## Material for this task
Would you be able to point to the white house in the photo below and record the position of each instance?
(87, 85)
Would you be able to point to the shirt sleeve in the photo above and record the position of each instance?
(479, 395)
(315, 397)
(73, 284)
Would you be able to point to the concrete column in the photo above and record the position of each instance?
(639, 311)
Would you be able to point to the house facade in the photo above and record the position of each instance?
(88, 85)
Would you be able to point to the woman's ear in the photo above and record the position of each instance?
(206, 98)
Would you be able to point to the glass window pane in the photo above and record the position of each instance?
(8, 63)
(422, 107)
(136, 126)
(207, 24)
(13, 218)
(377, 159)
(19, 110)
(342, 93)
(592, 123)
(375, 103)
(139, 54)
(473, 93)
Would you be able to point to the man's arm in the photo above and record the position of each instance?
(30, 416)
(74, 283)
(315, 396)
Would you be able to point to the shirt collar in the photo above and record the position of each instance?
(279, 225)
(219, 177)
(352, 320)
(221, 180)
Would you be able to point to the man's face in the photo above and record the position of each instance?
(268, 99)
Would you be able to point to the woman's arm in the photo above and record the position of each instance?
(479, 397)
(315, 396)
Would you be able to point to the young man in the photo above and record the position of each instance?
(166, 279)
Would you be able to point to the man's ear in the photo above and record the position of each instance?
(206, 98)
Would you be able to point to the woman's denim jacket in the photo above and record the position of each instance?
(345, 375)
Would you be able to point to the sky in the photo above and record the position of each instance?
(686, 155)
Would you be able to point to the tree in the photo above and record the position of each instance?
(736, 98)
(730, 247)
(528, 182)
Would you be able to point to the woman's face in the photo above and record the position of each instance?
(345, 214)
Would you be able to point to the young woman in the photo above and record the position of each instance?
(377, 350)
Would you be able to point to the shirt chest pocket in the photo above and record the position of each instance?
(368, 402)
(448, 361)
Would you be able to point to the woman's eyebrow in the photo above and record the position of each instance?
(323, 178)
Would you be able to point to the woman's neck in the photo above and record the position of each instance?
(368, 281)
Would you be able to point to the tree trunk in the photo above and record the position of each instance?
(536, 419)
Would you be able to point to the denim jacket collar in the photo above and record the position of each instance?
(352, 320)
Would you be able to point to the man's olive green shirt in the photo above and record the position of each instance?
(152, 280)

## Given exercise
Rewrite the items above, changing every "denim jacket" to "jean jacket" and leaving everything else untouched.

## Solution for this task
Would you be able to point to the white house in the photo below and record the position of each instance?
(87, 85)
Would you be able to point to the shirt sleeve in the photo above and record the position of each instance?
(479, 395)
(315, 397)
(73, 284)
Would you be able to point to the concrete column in the photo above and record the position of each instance?
(639, 311)
Would you be able to point to the house facade in the photo above and record the position of each instance?
(88, 85)
Would you be able to point to the woman's ear in the photo above and record the position of each instance?
(206, 98)
Would you be able to point to the glass window pane in the photo above and record the position of each instance?
(8, 63)
(422, 107)
(136, 126)
(207, 24)
(13, 218)
(377, 159)
(19, 110)
(342, 93)
(592, 123)
(375, 103)
(139, 54)
(473, 93)
Would you be able to point to the man's arm in the photo above and record the position of each instance?
(30, 416)
(74, 283)
(315, 396)
Would you be able to point to the shirt collar in the photo above and record the position of each instance?
(279, 225)
(219, 177)
(352, 320)
(221, 180)
Would you be able to point to the man's face in the photo above and record the position of each instance?
(268, 99)
Would you be able to point to the woman's arm in the photo above and record the position of each instance?
(479, 397)
(315, 396)
Would you be able to point to the young man in the photo above and record the position of each instance?
(166, 279)
Would you be able to point to the man's ear in the photo above and record the position of each instance?
(206, 98)
Would you be able to point to the woman's jean jacket in the photo above and record the position of each instance?
(345, 375)
Would you be able to point to the sky in the photo above and record the position of each instance?
(686, 155)
Would you be able to point to the tree in the photo above and record the position of each instance?
(736, 98)
(730, 247)
(528, 182)
Would you be able to point to the woman's face in the photo above and record the position of each instance?
(345, 214)
Would you be able to point to the young woman in the photo above and record the position of each instance?
(377, 350)
Would you be able to point to the shirt chest pocket in the photo above and record the position of each instance?
(368, 402)
(448, 361)
Would you be able to point to the woman's eyebrow in the photo above and record the position of each instance?
(323, 178)
Would you be able to point to the woman's neck in the photo above and record the position of each instance?
(368, 281)
Would you be able to point to the tree trunk in the photo above and record the position of each instance?
(536, 419)
Would you be able to point to the jean jacket collar in the photo above and record the position of each instance?
(352, 320)
Would you be able to point to the man's olive green shirt in the photo above and record the position of each instance?
(152, 280)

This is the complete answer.